Given exercise a: In the records below, transcribe the lines exactly, starting with the line that contains "Look at the photo above. For each instance of the upholstered" and going on through the line that contains "pixel 326 263", including both of those lines.

Selected extract:
The party moving for summary judgment bears the initial burden of "informing the district court of the basis for its motion, and identifying those portions of [the record] which it believes demonstrate the absence of a genuine issue of material fact." Celotex Corp. v. Catrett, 477 U.S. 317, 323 (1986). Once the moving party has met its initial burden, however, "the burden shifts to the non-moving party to produce evidence or designate specific facts showing the existence of a genuine issue for trial." Engstrom v. First Nat'l Bank of Eagle Lake, 47 F.3d 1459, 1462 (5th Cir. 1995). In order to satisfy its burden, the non-moving party must put forth competent evidence and cannot rely on "unsubstantiated assertions" and "conclusory allegations." See Hopper v. Frank, 16 F.3d 92 (5th Cir. 1994); Lujan v. Nat'l. Wildlife Fed'n., 497 U.S. 871, 871-73 (1990); Donaghey v. Ocean Drilling Exploration Co., 974 F.2d 646, 649 (5th Cir. 1992).

III. Analysis

A. Ability of This Court to Adjudicate Claims

In response to the motion for summary judgment, Mr. Adams first argues that the stipulation in the New York Action and the automatic stay in the ongoing Axcess Bankruptcies stay this litigation. This Court must determine whether it can reach the merits of this Motion or whether resolution of this Motion is barred by the stipulation in the New York Action or the stay in the Axcess bankruptcies. The New York Action was stayed due to the Axcess bankruptcies. (Rec. Doc. 54, Ex. 10 at 2.) The stipulation confirmed that the New York Action was stayed by the automatic stay. (Rec. Doc. 54, Ex. 13 at 1.) Once Mr. Adams purchased Axcess's potential claims against MECA out of the Axcess's estate, the property ceased to belong to Axcess's estate. Thus, the stay was lifted as to those claims. See 11 U.S.C. § 362(c)(1) (stay of an act against property of the estate continues until property is no longer property of the estate); Matter of Brady, Texas, Mun. Gas Corp., 936 F.2d 212, 218 (5th Cir. 1991) (the automatic stay terminates when the debtor's property is no longer property of the estate); In re North Shore Central Illinois Freight Co., 30 B.R. 377, 378 (Bkrtcy. Ill. 1983) (stay provisions of Section 362 are inapplicable as far as it concerns property which is not part of the estate and which does not belong to the debtor). This Court finds that there is no stay precluding the resolution of this Motion for Partial Summary Judgment.

B. Count One

In its Motion for Partial Summary Judgment, MECA requests this Court to grant its motion as to Count One of its Complaint, which requests the Court to issue a declaratory judgment that the claims threatened by Mr. Adams against MECA are barred by the doctrine of res judicata, including issue preclusion.

Available records:
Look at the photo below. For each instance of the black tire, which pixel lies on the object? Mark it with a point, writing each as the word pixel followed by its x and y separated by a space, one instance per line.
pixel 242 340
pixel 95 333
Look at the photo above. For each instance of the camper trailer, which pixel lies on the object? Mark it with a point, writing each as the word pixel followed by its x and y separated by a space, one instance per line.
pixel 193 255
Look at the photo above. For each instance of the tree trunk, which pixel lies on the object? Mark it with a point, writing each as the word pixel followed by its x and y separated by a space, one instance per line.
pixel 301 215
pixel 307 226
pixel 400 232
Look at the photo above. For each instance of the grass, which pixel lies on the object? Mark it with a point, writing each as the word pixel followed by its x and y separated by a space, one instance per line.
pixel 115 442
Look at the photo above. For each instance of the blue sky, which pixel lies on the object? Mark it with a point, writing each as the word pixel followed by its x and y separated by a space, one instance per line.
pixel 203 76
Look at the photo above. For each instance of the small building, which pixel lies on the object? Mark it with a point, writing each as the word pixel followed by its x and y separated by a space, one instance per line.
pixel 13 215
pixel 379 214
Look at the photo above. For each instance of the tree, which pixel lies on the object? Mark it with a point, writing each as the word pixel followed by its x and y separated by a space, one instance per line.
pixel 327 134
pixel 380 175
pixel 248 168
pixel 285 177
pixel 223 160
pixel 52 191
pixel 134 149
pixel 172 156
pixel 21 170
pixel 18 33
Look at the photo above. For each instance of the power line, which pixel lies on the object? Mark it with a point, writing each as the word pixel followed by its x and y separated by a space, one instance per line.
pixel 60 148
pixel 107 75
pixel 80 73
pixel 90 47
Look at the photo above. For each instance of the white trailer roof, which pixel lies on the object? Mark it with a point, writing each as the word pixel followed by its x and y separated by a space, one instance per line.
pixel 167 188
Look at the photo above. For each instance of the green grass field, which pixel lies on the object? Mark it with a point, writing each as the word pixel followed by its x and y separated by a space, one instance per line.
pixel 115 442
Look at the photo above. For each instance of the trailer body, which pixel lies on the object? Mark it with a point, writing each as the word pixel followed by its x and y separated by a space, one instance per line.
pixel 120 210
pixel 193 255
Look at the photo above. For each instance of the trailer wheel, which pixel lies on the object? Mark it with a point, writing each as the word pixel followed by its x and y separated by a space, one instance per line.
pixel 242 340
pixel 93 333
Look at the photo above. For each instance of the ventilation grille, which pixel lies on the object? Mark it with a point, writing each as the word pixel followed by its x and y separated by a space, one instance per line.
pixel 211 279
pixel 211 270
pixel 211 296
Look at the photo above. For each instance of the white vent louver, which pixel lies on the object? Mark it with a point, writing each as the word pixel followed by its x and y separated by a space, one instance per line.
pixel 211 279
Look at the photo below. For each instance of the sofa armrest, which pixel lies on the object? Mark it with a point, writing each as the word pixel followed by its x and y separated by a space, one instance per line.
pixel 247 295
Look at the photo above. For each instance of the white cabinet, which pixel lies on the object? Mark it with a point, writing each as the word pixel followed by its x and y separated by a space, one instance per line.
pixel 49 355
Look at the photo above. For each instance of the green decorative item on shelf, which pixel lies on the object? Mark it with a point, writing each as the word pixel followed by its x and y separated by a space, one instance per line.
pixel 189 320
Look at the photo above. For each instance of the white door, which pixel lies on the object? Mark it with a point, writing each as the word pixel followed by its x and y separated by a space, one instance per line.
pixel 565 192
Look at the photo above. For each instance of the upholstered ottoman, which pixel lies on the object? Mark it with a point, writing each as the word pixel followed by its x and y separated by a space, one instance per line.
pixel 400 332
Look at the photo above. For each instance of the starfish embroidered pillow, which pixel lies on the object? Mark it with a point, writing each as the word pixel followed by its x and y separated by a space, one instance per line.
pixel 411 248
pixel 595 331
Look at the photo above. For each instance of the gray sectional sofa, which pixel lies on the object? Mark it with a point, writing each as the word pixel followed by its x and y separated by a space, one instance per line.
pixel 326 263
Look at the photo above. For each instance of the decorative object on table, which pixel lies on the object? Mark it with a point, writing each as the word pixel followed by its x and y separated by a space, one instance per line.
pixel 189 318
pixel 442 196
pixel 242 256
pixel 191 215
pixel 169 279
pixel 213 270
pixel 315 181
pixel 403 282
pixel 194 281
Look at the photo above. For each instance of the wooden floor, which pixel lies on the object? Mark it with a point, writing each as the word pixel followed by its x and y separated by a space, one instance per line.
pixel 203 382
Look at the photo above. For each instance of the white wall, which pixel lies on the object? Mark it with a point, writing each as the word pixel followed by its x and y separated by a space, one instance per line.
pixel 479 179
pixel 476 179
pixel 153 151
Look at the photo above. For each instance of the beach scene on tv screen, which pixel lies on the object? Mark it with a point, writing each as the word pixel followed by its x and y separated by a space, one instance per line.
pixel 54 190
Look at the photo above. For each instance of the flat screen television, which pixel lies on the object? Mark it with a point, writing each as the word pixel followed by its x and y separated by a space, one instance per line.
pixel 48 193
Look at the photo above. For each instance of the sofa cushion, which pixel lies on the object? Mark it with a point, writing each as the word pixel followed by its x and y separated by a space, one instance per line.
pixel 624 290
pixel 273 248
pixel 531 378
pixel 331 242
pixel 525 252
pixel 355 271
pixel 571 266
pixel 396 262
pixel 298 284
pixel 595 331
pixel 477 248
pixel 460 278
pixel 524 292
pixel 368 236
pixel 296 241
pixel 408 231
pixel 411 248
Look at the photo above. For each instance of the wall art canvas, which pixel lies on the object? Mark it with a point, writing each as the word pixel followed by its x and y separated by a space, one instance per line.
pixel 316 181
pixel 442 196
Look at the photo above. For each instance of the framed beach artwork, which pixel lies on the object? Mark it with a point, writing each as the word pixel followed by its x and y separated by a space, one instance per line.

Given exercise b: From the court opinion above, restate word for word the passage starting with "B. Count One" and going on through "including issue preclusion.".

Worked answer a:
Look at the photo above. For each instance of the upholstered ottoman, which pixel lies on the object? Mark it with a point, writing each as the word pixel followed by its x and y separated by a space, one instance per line.
pixel 400 332
Look at the photo above. For each instance of the starfish embroidered pillow, which pixel lies on the object? Mark it with a point, writing each as the word pixel followed by its x and y separated by a space, one instance per line.
pixel 411 248
pixel 595 331
Look at the photo above. For each instance of the gray sectional sofa, which pixel lies on the object? Mark it with a point, writing each as the word pixel followed by its x and y separated by a space, one instance per line.
pixel 326 263

Worked answer b:
B. Count One

In its Motion for Partial Summary Judgment, MECA requests this Court to grant its motion as to Count One of its Complaint, which requests the Court to issue a declaratory judgment that the claims threatened by Mr. Adams against MECA are barred by the doctrine of res judicata, including issue preclusion.